KUTIPAN TEKS =>
Pesan Ibu dan Dinginnya Sel Polrestabes Makassar
"Laki-laki harus berdarah-darah untuk memperjuangkan apa yang dia yakini" Ibu.
Beberapa waktu yang lalu, setelah gejolak Reformasi Dikorupsi sedikit mereda, aku dan beberapa kawan-kawan harus masuk ke dalam daftar orang bernasib sial. Hari dimana hampir seluruh mahasiswa, aliansi rakyat dan berbagai badan gerakan lainnya merasakan ketidakpuasan terhadap kebijakan pemerintah, turun berbondong-bondong dan tumpah ruah ke jalan-jalan kota, menyuarakan apa yang ada dalam pikiran mereka untuk melawan otoritas dan kesewanangan pemerintah dalam wujud undang-undang.
Tanggal 24-26 September 2019, yang kemudian dikenal juga dengan September Berdarah ata September Hitam menjelma prasasti abadi keangkuhan dan ketidak berpihakan pemerintah yang bekerja sama dengan aparatnya untuk membungkam orang-orang yang berbicara di negara demokrasi ini.

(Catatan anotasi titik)
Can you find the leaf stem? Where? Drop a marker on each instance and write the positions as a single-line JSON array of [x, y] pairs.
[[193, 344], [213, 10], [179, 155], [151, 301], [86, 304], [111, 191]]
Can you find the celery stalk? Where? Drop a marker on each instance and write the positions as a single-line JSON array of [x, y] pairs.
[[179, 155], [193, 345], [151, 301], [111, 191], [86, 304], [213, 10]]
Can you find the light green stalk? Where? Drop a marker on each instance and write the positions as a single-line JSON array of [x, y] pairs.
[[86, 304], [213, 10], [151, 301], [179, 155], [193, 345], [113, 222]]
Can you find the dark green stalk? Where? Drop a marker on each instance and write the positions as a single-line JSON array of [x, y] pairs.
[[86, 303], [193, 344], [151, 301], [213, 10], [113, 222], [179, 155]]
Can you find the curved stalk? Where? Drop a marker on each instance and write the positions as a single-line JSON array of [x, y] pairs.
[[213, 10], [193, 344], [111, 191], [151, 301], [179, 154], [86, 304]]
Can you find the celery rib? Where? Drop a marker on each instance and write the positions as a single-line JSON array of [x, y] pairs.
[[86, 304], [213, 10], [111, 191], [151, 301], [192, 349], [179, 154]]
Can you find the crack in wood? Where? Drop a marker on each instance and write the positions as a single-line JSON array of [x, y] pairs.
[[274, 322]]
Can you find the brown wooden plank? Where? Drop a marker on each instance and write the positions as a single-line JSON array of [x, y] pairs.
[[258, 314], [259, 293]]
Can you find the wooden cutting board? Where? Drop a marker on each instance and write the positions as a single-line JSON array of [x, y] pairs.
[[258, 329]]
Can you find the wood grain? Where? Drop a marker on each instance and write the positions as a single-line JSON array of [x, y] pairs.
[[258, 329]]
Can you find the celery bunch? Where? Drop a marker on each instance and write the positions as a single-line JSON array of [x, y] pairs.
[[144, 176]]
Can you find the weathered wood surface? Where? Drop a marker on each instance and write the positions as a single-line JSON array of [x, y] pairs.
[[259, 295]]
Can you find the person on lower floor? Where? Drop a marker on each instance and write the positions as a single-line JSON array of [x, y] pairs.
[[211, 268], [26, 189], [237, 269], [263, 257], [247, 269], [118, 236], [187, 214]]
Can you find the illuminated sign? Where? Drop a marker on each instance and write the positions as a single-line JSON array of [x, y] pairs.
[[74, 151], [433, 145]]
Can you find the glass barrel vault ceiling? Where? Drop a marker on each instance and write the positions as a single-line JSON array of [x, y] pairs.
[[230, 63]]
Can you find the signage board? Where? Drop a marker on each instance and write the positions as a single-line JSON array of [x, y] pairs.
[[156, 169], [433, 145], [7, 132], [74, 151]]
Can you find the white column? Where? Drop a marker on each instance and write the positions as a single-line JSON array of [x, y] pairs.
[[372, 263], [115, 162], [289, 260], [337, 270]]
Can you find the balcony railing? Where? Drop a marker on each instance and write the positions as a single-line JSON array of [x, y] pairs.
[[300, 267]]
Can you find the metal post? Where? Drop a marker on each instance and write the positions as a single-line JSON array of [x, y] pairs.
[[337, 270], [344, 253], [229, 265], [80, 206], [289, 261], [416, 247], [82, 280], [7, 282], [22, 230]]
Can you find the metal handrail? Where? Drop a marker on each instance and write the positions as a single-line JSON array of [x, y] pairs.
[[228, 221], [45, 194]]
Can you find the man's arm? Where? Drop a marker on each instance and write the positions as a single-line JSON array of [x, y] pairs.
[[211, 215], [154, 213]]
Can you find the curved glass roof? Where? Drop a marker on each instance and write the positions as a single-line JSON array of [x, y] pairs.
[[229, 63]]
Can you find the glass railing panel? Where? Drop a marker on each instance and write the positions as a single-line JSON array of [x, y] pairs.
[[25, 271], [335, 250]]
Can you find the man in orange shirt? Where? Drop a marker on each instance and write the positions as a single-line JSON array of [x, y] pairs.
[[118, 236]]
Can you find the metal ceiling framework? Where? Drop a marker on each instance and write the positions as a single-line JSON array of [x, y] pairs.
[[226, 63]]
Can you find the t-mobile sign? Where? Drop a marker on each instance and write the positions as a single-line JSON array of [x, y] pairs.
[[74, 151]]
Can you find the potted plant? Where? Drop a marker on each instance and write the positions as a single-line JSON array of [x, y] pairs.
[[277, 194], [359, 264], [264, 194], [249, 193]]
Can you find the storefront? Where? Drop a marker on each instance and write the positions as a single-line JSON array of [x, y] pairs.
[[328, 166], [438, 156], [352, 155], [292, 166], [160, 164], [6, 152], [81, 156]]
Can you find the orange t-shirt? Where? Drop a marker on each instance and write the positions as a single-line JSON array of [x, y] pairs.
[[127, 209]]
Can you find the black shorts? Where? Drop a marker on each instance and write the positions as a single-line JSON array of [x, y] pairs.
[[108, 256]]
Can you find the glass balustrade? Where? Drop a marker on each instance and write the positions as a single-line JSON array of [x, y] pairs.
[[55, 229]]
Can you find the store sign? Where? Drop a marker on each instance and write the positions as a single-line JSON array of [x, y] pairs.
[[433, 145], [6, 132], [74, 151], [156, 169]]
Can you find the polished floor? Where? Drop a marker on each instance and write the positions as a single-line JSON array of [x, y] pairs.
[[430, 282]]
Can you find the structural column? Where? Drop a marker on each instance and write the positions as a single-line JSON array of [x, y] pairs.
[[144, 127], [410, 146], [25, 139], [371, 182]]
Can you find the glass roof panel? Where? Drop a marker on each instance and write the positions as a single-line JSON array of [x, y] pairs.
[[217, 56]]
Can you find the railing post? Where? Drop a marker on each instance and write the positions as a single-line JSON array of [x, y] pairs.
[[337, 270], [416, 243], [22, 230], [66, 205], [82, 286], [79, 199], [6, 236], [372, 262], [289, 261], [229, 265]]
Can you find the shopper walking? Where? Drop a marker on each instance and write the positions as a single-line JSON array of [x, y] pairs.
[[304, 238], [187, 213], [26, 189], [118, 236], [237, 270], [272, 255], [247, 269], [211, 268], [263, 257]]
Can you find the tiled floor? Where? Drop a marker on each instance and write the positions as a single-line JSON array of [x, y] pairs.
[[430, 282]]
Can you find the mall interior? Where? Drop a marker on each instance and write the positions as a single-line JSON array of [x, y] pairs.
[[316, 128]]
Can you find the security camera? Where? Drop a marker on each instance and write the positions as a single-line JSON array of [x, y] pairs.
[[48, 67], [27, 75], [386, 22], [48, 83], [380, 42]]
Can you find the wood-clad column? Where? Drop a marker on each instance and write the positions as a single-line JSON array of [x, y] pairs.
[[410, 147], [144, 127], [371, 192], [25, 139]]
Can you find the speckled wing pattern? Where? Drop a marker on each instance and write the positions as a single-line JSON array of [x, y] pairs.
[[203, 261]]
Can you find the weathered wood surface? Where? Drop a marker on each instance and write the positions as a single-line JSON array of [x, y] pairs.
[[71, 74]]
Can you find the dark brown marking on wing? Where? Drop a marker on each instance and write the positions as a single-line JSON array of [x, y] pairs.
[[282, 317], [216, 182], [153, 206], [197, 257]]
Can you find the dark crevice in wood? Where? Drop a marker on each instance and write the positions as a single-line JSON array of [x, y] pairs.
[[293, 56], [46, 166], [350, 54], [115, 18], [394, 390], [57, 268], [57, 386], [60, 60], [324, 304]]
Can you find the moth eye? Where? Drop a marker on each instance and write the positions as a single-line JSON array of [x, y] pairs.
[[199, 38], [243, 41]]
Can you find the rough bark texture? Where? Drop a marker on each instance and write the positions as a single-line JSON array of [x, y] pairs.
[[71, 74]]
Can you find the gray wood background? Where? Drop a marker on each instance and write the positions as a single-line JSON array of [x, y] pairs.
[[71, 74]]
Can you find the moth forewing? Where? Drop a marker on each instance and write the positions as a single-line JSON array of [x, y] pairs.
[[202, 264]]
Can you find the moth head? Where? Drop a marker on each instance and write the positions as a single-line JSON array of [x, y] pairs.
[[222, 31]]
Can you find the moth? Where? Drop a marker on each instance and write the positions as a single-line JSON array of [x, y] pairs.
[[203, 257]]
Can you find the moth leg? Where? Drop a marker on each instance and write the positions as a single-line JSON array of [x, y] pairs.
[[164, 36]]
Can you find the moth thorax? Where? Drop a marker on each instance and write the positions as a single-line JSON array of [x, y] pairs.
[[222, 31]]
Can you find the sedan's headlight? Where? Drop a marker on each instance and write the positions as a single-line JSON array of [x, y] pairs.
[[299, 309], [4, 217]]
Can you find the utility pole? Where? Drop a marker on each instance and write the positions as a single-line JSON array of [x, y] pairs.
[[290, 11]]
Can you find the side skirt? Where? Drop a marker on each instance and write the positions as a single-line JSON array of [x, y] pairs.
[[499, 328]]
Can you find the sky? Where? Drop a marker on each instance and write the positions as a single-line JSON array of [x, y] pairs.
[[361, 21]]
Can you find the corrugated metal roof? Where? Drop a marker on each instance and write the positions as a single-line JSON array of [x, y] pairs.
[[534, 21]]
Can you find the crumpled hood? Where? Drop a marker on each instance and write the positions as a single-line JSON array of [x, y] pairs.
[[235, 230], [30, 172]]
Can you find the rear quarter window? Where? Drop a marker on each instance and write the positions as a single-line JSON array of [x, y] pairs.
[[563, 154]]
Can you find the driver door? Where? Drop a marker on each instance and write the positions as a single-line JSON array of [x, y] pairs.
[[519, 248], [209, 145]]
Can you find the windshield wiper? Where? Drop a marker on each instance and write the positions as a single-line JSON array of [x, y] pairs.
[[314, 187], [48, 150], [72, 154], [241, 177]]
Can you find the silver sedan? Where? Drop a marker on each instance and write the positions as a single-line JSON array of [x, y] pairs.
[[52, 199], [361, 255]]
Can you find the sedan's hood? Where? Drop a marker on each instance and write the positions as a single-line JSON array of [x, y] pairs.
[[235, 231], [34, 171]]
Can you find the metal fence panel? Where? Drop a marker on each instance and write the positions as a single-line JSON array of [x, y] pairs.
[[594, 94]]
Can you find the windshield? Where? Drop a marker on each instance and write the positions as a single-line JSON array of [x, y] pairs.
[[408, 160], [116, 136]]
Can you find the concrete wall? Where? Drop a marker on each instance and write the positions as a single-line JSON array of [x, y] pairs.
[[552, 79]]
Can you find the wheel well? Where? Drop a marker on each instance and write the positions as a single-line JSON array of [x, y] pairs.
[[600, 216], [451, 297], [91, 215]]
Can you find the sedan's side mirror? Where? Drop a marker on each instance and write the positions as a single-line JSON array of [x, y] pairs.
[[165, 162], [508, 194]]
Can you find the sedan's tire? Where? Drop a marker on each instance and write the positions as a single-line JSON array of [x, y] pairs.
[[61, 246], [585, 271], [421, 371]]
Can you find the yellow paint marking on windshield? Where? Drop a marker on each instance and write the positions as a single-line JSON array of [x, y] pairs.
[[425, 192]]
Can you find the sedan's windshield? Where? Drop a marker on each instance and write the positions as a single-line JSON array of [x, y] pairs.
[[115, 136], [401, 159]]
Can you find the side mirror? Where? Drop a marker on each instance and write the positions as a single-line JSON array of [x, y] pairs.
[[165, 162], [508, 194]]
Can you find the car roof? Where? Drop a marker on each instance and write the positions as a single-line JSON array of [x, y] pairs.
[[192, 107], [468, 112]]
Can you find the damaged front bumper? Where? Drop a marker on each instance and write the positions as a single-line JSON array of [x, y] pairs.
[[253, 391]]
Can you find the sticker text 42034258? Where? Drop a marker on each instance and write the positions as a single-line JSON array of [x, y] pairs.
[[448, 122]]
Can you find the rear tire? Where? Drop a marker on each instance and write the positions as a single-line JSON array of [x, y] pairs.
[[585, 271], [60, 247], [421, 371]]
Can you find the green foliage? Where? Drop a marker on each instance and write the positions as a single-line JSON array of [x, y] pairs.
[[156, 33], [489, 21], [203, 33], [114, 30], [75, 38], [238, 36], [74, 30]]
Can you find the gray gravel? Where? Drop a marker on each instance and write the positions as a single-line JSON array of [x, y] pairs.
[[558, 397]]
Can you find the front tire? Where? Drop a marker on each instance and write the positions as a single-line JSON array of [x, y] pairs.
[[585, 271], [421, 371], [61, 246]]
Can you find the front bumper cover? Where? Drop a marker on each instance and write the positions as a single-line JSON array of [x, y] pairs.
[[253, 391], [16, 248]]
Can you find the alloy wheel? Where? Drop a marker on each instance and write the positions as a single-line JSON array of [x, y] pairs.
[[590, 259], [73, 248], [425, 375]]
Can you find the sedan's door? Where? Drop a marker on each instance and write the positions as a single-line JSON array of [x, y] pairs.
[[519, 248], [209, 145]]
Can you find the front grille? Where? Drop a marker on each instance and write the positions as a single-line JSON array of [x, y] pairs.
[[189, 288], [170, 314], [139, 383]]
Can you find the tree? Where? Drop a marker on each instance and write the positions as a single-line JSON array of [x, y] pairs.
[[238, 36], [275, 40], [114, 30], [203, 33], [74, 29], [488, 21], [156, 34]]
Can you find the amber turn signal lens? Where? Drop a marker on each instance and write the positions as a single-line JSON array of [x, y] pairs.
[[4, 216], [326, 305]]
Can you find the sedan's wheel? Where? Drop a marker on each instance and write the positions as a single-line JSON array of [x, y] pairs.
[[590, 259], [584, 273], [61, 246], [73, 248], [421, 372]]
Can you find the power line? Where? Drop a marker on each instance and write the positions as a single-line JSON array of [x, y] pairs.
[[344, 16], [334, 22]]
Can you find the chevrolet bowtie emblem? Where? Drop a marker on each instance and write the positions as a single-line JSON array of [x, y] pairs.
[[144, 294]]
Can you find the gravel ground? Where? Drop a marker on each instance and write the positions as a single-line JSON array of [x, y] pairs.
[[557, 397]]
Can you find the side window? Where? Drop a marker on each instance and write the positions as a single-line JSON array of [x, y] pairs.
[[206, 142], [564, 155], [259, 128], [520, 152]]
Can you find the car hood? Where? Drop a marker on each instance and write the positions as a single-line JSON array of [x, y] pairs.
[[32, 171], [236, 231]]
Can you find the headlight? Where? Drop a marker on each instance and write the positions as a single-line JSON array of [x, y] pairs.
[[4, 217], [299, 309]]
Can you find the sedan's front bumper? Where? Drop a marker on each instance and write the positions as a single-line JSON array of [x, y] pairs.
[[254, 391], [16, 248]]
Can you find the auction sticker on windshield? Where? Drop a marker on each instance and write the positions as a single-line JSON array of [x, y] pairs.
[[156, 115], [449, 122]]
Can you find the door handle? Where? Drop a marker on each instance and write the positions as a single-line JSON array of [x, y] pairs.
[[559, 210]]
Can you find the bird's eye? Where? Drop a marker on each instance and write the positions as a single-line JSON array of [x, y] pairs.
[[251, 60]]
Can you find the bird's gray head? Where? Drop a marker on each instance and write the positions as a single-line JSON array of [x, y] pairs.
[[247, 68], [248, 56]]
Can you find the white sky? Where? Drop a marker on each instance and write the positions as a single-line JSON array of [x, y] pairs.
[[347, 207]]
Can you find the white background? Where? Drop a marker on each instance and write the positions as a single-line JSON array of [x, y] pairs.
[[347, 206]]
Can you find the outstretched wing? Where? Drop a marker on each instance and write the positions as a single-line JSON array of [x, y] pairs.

INSTRUKSI TUGAS A =>
Terjemahkan kalimat dari tulisan tentang September Berdarah ini ke dalam bahasa Inggris: "Beberapa waktu yang lalu, setelah gejolak Reformasi Dikorupsi sedikit mereda, aku dan beberapa kawan-kawan harus masuk ke dalam daftar orang bernasib sial."
INSTRUKSI TUGAS B =>
Salin tanpa perubahan bagian tulisan tentang September Berdarah mulai dari "Pesan Ibu dan" hingga "negara demokrasi ini.".
INSTRUKSI TUGAS C =>
Lanjutkan tulisan tentang September Berdarah, dimulai sesudah kalimat terakhirnya.

HASIL TUGAS A =>
Some time ago, after the turmoil of Reformasi Dikorupsi had subsided somewhat, a few friends and I ended up on the list of unlucky people.

HASIL TUGAS B =>
Pesan Ibu dan Dinginnya Sel Polrestabes Makassar
"Laki-laki harus berdarah-darah untuk memperjuangkan apa yang dia yakini" Ibu.
Beberapa waktu yang lalu, setelah gejolak Reformasi Dikorupsi sedikit mereda, aku dan beberapa kawan-kawan harus masuk ke dalam daftar orang bernasib sial. Hari dimana hampir seluruh mahasiswa, aliansi rakyat dan berbagai badan gerakan lainnya merasakan ketidakpuasan terhadap kebijakan pemerintah, turun berbondong-bondong dan tumpah ruah ke jalan-jalan kota, menyuarakan apa yang ada dalam pikiran mereka untuk melawan otoritas dan kesewanangan pemerintah dalam wujud undang-undang.
Tanggal 24-26 September 2019, yang kemudian dikenal juga dengan September Berdarah ata September Hitam menjelma prasasti abadi keangkuhan dan ketidak berpihakan pemerintah yang bekerja sama dengan aparatnya untuk membungkam orang-orang yang berbicara di negara demokrasi ini.

HASIL TUGAS C =>
Tanggal 26 September, hari yang tidak akan pernah aku dan kawan-kawan segenggaman tangan lupakan. Aparat yang gajinya dibayar dari uang negara dengan bebas dan leluasa meringsek hingga ke dalam kampus untuk mencari orang-orang yang terlibat dalam aksi Reformasi Dikorupsi.
Masih sangat kental dan akan selalu abadi dalam ingatanku, ketika 6 orang berseragam hitam, lengkap dengan helm, sepatu boot dan penutup muka menenteng senjata berlari ke arahku, membuat lingkaran kecil dimana akulah yang ada dipusat lingkaran itu. Serentak, tanpa komando, senjata mereka terangkat dan mengarah ketubuhku.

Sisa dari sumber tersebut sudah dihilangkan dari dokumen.